● Source text:
The pinched region P reduces the capability of the top electrode TE
to conduct heat from the interior of the resistive memory cell to
the exterior of the resistive memory cell. FIG. 5B shows an example
in which the bottom electrode BE has a pinched region P. FIG. 5C
shows an example in which both the top electrode TE and the bottom
electrode BE have pinched regions P. In some embodiments, the area
adjacent the pinched region P between the regions of the electrode
having a larger cross section may be filled with a dielectric
material, such as a thermally insulating dielectric material, for
example.
[0041] In some embodiments, a resistive memory cell may include an
electrode that has a recess filled with a dielectric material, as
shown in FIGS. 6A and 6B. The embodiments of FIG. 6A and FIG. 6B
show an example of providing heat insulation with a reduced
cross-sectional area of a portion of an electrode (along the upper
dashed line) with respect to the cross-sectional area of another
portion of the electrode (along the lower dashed line).
[0042] FIG. 6A shows an embodiment of a resistive memory cell in
which the bottom electrode BE has a recess formed therein. In some
embodiments, the recess may be at least partially filled with an
electrically insulating fill material F as a dielectric region. The
recess may have any suitable shape. In some embodiments, the recess
may have a circular cross-section, and the bottom electrode BE may
form a ring around the recess. The bottom electrode BE may be at
least partially surrounded by a dielectric material I which is
electrically insulating. Optionally, the top electrode TE and/or
the bottom electrode BE may include an electrically conducting,
thermally insulating material, as discussed above.

● Stated exercise:
In the resistive memory text above, what does the bottom electrode BE form around a recess with a circular cross-section?

● Supplied material:
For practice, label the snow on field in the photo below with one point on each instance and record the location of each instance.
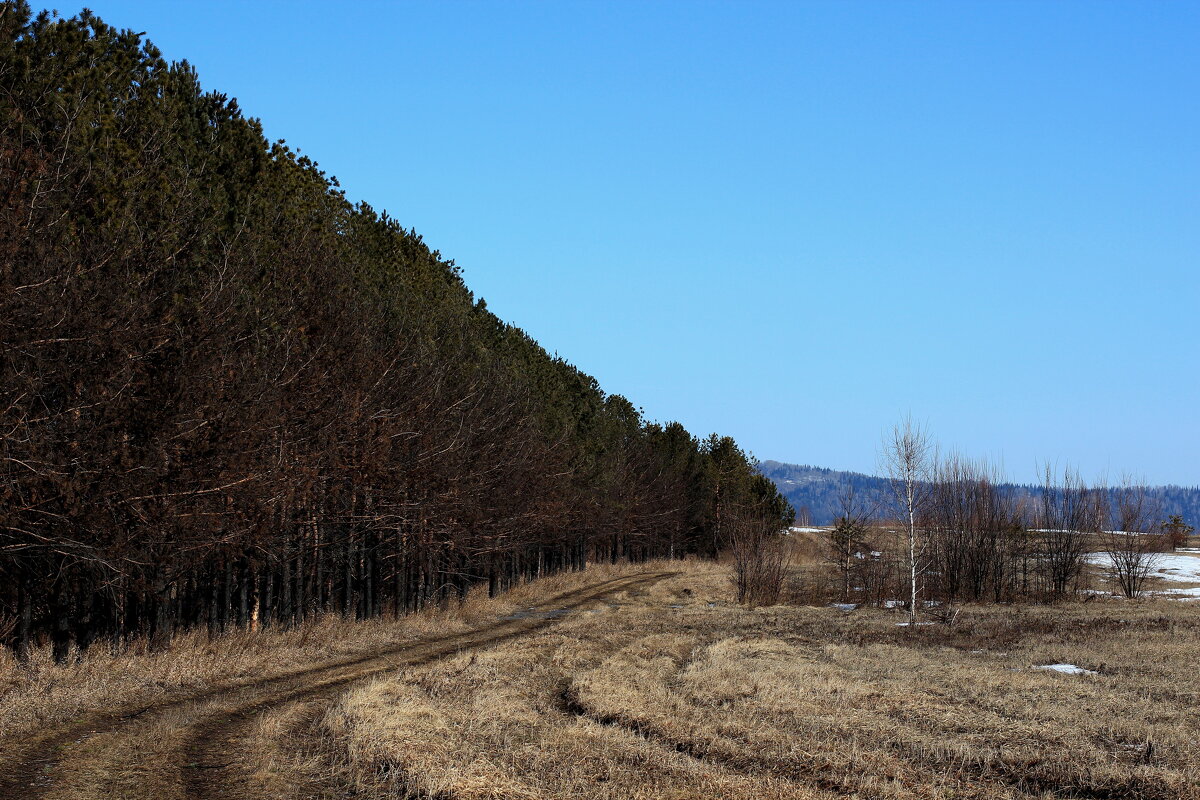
(1068, 669)
(1179, 566)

● Solution to the problem:
A ring around the recess.